> **Request**
Can you give back all of the lines below word for word, with the pictures left out?
** start of Records for this exercise **
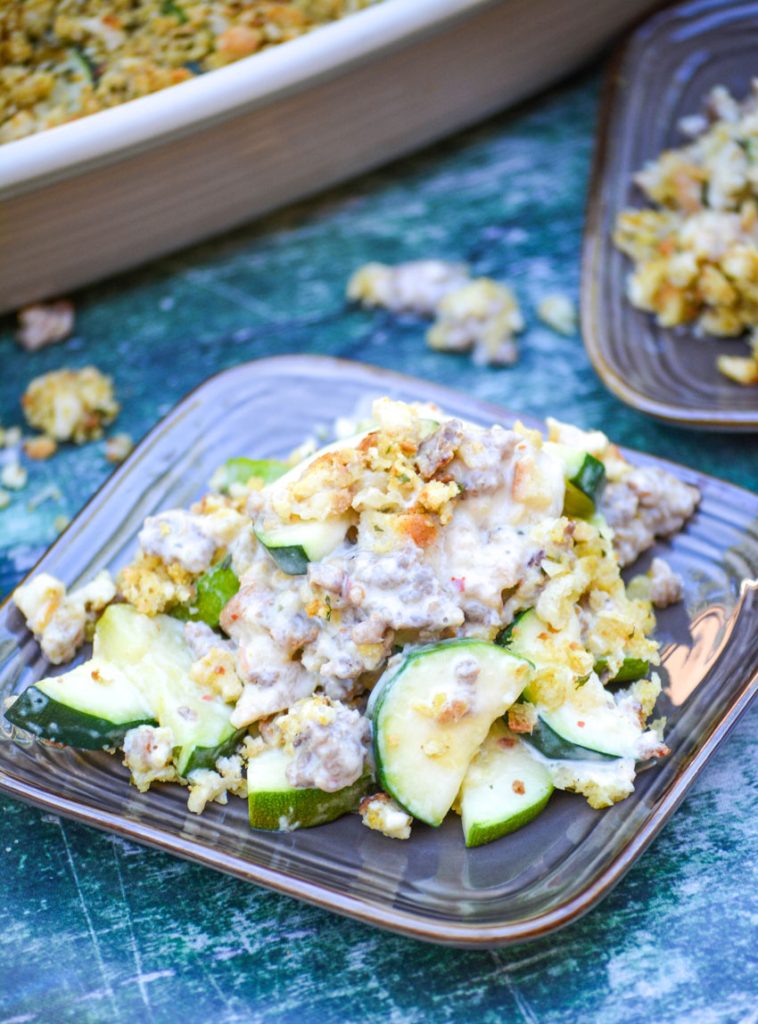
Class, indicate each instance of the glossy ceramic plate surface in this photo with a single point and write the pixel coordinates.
(430, 887)
(664, 73)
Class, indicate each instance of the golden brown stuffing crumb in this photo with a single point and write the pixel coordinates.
(152, 586)
(44, 323)
(71, 404)
(40, 448)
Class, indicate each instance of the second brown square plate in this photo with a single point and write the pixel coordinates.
(664, 73)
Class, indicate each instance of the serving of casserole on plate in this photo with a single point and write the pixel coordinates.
(432, 886)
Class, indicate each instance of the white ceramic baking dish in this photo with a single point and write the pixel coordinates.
(88, 199)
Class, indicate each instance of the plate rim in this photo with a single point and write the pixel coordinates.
(318, 894)
(612, 88)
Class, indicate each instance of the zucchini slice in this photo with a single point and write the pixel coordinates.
(91, 708)
(154, 653)
(138, 675)
(277, 806)
(292, 546)
(504, 788)
(432, 712)
(604, 730)
(585, 478)
(553, 747)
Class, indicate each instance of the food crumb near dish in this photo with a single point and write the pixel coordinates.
(416, 287)
(59, 619)
(558, 311)
(696, 251)
(470, 314)
(742, 369)
(118, 446)
(481, 316)
(44, 324)
(71, 404)
(61, 60)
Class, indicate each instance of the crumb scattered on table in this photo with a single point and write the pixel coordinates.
(558, 311)
(71, 404)
(118, 446)
(44, 324)
(471, 314)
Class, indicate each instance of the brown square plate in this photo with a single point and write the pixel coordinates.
(430, 887)
(665, 72)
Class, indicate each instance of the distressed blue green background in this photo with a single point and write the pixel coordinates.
(95, 929)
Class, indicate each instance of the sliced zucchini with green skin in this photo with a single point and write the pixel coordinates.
(169, 7)
(214, 590)
(555, 748)
(241, 470)
(424, 735)
(522, 637)
(148, 656)
(631, 670)
(292, 546)
(91, 708)
(585, 478)
(603, 729)
(154, 650)
(504, 788)
(275, 805)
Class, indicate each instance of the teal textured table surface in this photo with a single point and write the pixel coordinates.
(96, 929)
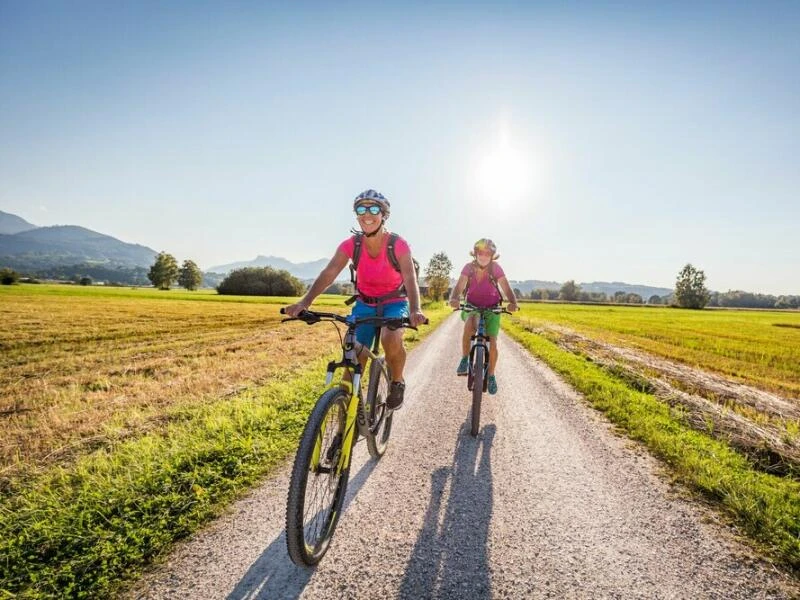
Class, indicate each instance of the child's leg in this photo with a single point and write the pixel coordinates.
(492, 353)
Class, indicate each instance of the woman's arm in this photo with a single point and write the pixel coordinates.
(455, 295)
(509, 293)
(322, 282)
(412, 289)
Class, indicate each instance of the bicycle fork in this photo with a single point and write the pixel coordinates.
(351, 424)
(478, 341)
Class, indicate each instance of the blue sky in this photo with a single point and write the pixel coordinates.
(592, 141)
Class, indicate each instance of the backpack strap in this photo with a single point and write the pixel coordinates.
(400, 292)
(390, 251)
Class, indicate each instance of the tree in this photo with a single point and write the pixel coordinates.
(437, 275)
(164, 271)
(190, 276)
(261, 281)
(690, 289)
(8, 276)
(569, 291)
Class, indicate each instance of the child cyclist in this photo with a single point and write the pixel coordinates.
(386, 284)
(482, 280)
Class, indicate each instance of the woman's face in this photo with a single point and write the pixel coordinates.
(484, 257)
(369, 223)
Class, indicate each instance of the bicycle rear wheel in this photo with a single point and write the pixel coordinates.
(478, 369)
(379, 417)
(319, 480)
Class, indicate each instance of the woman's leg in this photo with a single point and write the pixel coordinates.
(395, 352)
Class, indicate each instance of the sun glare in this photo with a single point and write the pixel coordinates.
(504, 173)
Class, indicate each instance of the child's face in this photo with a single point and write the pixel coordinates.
(484, 257)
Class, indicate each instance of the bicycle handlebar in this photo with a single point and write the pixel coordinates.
(310, 317)
(471, 308)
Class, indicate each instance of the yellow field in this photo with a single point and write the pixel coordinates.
(80, 367)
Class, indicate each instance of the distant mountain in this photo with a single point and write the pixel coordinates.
(10, 224)
(645, 291)
(534, 284)
(608, 288)
(68, 245)
(305, 270)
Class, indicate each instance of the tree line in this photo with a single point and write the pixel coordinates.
(690, 290)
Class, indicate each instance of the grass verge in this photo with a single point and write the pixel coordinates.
(765, 506)
(82, 530)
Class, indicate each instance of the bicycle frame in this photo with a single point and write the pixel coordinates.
(479, 339)
(356, 417)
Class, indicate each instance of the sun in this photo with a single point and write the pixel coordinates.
(504, 173)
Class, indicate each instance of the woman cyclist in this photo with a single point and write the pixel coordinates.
(382, 289)
(482, 278)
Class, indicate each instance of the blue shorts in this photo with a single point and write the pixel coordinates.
(365, 334)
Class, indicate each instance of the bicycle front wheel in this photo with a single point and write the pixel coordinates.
(319, 480)
(478, 369)
(379, 417)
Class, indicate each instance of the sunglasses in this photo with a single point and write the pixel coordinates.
(372, 209)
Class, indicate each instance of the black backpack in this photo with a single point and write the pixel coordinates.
(400, 292)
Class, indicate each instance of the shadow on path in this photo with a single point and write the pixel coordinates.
(273, 575)
(450, 558)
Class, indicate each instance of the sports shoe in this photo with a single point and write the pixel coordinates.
(395, 398)
(463, 366)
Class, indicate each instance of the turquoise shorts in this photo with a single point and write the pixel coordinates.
(492, 322)
(365, 334)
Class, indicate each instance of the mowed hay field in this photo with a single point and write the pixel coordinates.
(759, 348)
(83, 367)
(130, 417)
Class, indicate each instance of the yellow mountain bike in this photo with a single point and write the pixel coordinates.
(341, 415)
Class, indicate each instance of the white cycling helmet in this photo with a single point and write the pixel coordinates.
(376, 197)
** end of Records for this exercise **
> **Response**
Class, indicate each instance of the glossy ceramic plate surface in this photo with a single point and write the pixel coordinates.
(430, 887)
(664, 73)
Class, indicate each instance of the golden brown stuffing crumb in this photo with a single point and write the pixel coordinates.
(152, 586)
(44, 323)
(71, 404)
(40, 448)
Class, indicate each instance of the second brown square plate in this photo with a single point and write the pixel coordinates.
(664, 73)
Class, indicate each instance of the serving of casserole on plate in this photo with a single point and write the pixel coordinates.
(432, 886)
Class, indicate each instance of the white ceramic baking dish in this photo with a single point and write the pixel coordinates.
(88, 199)
Class, indicate each instance of the plate rim in this photo with a single point and write the pixel coordinates.
(318, 894)
(612, 88)
Class, indicate each instance of the zucchini slice in this photo with a single point and write the pixel coordinates.
(91, 708)
(154, 653)
(138, 675)
(277, 806)
(292, 546)
(504, 788)
(432, 712)
(604, 730)
(585, 478)
(553, 747)
Class, indicate each instance of the food crumb near dish in this photo with a single point and write the pixel coordinates.
(416, 287)
(59, 619)
(558, 311)
(696, 251)
(470, 314)
(742, 369)
(118, 446)
(481, 316)
(44, 324)
(71, 404)
(61, 60)
Class, indicate each instance of the crumb scattered on table in this photo with a single point and write the pixel coordinates.
(558, 311)
(71, 404)
(118, 446)
(44, 324)
(471, 314)
Class, indicate each instance of the brown square plate in this photo with a single point and write the pixel coordinates.
(430, 887)
(665, 72)
Class, indicate each instance of the distressed blue green background in this photo with a single point and write the pixel coordinates.
(95, 929)
Class, indicate each instance of the sliced zucchini with green skin in this photo with a single point and write the pixel coordinates.
(169, 7)
(214, 590)
(555, 748)
(241, 470)
(424, 735)
(522, 637)
(148, 656)
(631, 670)
(292, 546)
(91, 708)
(585, 478)
(603, 729)
(154, 650)
(504, 788)
(275, 805)
Class, indicate each instance of the teal textured table surface in this photo with a single point and write the pixel coordinates.
(96, 929)
Class, indicate each instance of the child's leg in this photo with a single point and write the pixel coordinates.
(492, 353)
Class, indicate each instance of the woman's arm in this photo with a single point and write the pixel coordinates.
(455, 295)
(509, 293)
(322, 282)
(412, 289)
Class, indicate each instance of the bicycle fork in this photo with a single point and write the pixel coordinates.
(351, 424)
(478, 341)
Class, indicate each instance of the blue sky in this photo with a single point and write the pixel coordinates.
(592, 141)
Class, indicate each instance of the backpack strap in this photo with a single point and write the pixel coordinates.
(400, 292)
(390, 251)
Class, indicate each instance of the tree in this photo with a single point and write the pixel coordinates.
(437, 275)
(164, 271)
(190, 276)
(261, 281)
(690, 289)
(8, 276)
(569, 291)
Class, indicate each instance of the child cyclist in this photo with a single point and write the pixel coordinates.
(386, 284)
(482, 280)
Class, indicate each instance of the woman's face in this photo with a single point and write the pixel coordinates.
(484, 257)
(369, 223)
Class, indicate each instance of the bicycle rear wheel in this photo with a single point and write the pixel coordinates.
(478, 369)
(379, 417)
(319, 480)
Class, indicate each instance of the woman's leg in this photo with a single point and write the pixel coordinates.
(395, 352)
Class, indicate each instance of the sun glare in this photo with a single point and write the pixel coordinates.
(504, 173)
Class, indicate each instance of the child's face in this photo with a single point and write the pixel coordinates.
(484, 257)
Class, indicate each instance of the bicycle handlebar in this photo with a single point and write the pixel coordinates.
(310, 317)
(471, 308)
Class, indicate each instance of the yellow field in this photo with a single point and write the pixel coordinates.
(80, 367)
Class, indicate each instance of the distant mountain in this photo with a single point and write the pixel coordinates.
(10, 224)
(645, 291)
(534, 284)
(608, 288)
(68, 245)
(305, 270)
Class, indicate each instance of the tree line in this photo with a single point and write the pixel coordinates.
(690, 290)
Class, indicate each instance of the grass verge in this photo with a single point and write the pixel coordinates.
(765, 506)
(82, 530)
Class, indicate each instance of the bicycle frame in this photo with a single point and write the pixel coordinates.
(479, 339)
(356, 417)
Class, indicate each instance of the sun in this photo with a single point and write the pixel coordinates.
(504, 173)
Class, indicate each instance of the woman cyclist in this photo with a single point and write the pixel coordinates.
(382, 289)
(482, 278)
Class, indicate each instance of the blue shorts in this photo with a single point and write the pixel coordinates.
(365, 334)
Class, indicate each instance of the bicycle front wheel in this photo with a single point and write the pixel coordinates.
(319, 480)
(478, 369)
(379, 417)
Class, indicate each instance of the sunglasses in this photo with a single point and write the pixel coordinates.
(372, 209)
Class, indicate each instance of the black backpack in this photo with a single point and write the pixel coordinates.
(400, 292)
Class, indicate each instance of the shadow on path in this photo with a single point and write the pixel coordinates.
(273, 575)
(450, 558)
Class, indicate each instance of the sports shoe in this photo with a single point and write the pixel coordinates.
(395, 398)
(463, 366)
Class, indicate each instance of the turquoise shorts in this photo with a single point and write the pixel coordinates.
(492, 322)
(365, 334)
Class, indicate each instance of the mowed hay field in this photo with a single point and write the pixel coordinates.
(759, 348)
(83, 367)
(130, 417)
Class, indicate each instance of the yellow mountain bike in this photo with a single point and write the pixel coordinates.
(341, 415)
Class, indicate each instance of the white cycling helmet in this photo with a single point and write the pixel coordinates.
(376, 197)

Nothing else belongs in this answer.